┌─ Passage to read

The way we actually work an ID: in the field we run it through Seek, the free plant and fungus identification app, to get a starting point. For anything we're not certain of, we take a spore print at home — set the cap on paper overnight and check the color the print leaves behind, which is often what separates a good mushroom from its look-alike. If we still don't know, or we're not 100% sure, we don't eat it. And everything we do keep, we cook fully and well done — no raw, no lightly sautéed — which is the last line of defense against getting sick.
I pick in two places mostly: up around my camp near Crivitz, and in the wooded parks around Milwaukee. There's more coming up in a city park than you'd expect once you start looking down.
Oyster
Oysters are the one I'd point a beginner at. They grow in shelves off dead and dying hardwood, they're tough to confuse with anything that'll hurt you, and they keep fruiting into cold weather after everything else has quit.
Aspen Bolete (Leccinum insigne)
Orange cap, dark flecks down the stem, growing under aspens like the name tells you. Once you've seen a few they're easy to spot from a distance — that orange pops against the leaf litter. Cook them all the way through.

└─

Exercises to complete:
[1] According to the mushroom foraging notes, why take a spore print of a mushroom you're not certain of?
[2] Write what comes next in the mushroom foraging notes, picking up after their final sentence.

┌─ Supplied material

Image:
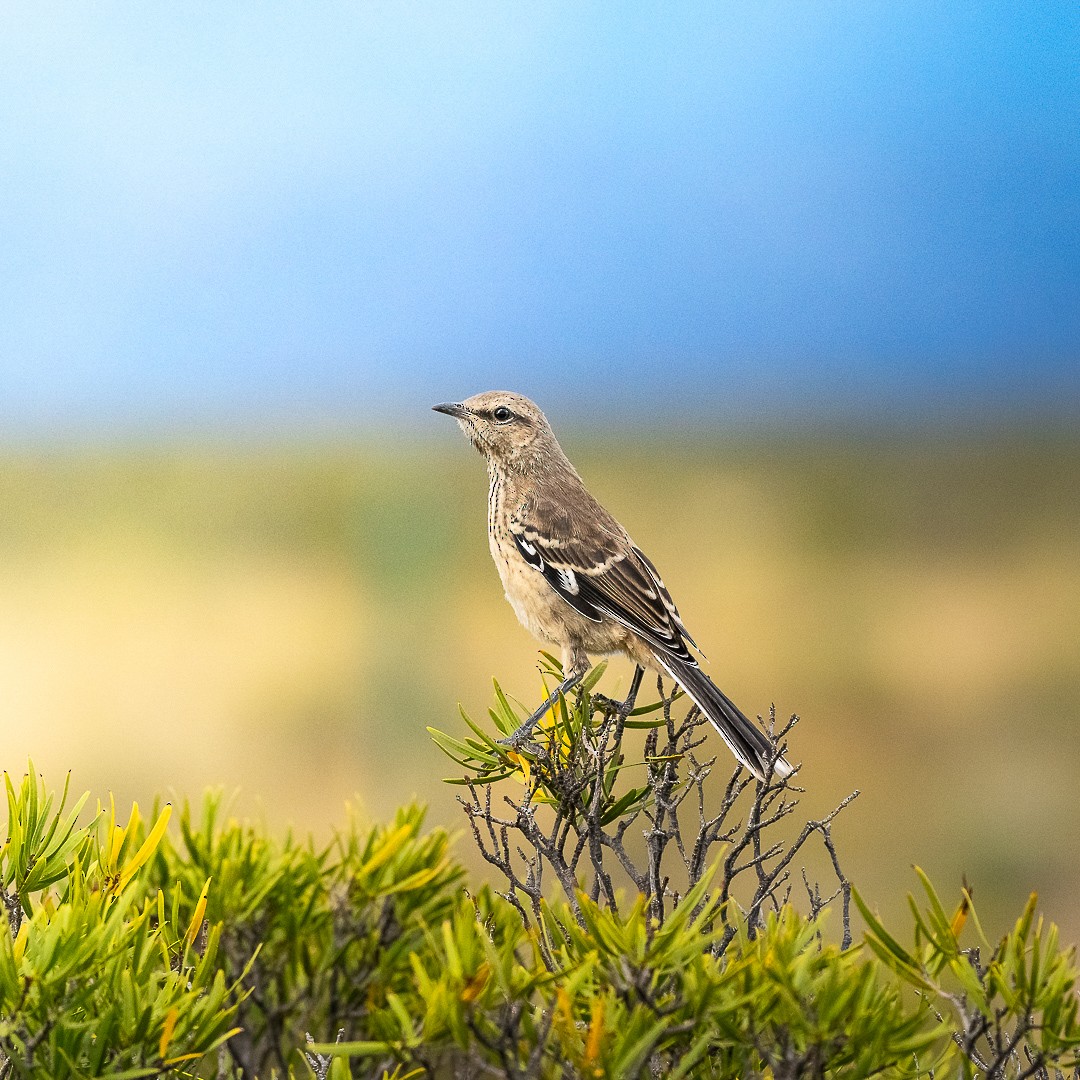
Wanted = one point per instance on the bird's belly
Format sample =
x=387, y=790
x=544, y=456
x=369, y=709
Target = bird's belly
x=544, y=613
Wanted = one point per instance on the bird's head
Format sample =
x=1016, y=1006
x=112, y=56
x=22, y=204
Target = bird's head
x=508, y=429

└─

Results for each task:
[1] The color the print leaves behind is often what separates a good mushroom from its look-alike. That makes the spore print a check beyond the first identification from the Seek app.

[2]
Honey
Honey mushrooms come up in big clusters around stumps and roots in the fall, so when you find them you usually find a lot. Good eating. But this is the one on this list where the spore print isn't optional: deadly galerina also grows in clusters on wood in the fall, and it's exactly what the name says. Honeys print white; galerina prints rusty brown. Beyond that, honeys upset some people's stomachs even cooked, so cook them hard, and the first time you try them, eat a small amount and see how you do.
Pheasant back
You can smell this one before you're even sure of it — sharp, like a cut watermelon rind. Only worth taking young and tender. Let it get big and it turns to cork you can't chew.
Reishi
Reishi's not an eating mushroom — it's woody, you're not putting it in a pan. I dry it and use it for tea. It's the one on this list I go after for something other than dinner.
What we do with them
A good day ends up looking like this — a couple kinds sorted out on the table.
We cook a big batch the same night we bring them in, because fresh is the whole point and they don't keep long.
The rest go in the dehydrator and get dried all the way down. Those go into soups through the winter, right alongside the dried ramps, kale, and spicy peppers from the garden. Pick mushrooms in October, eat mushroom soup in February.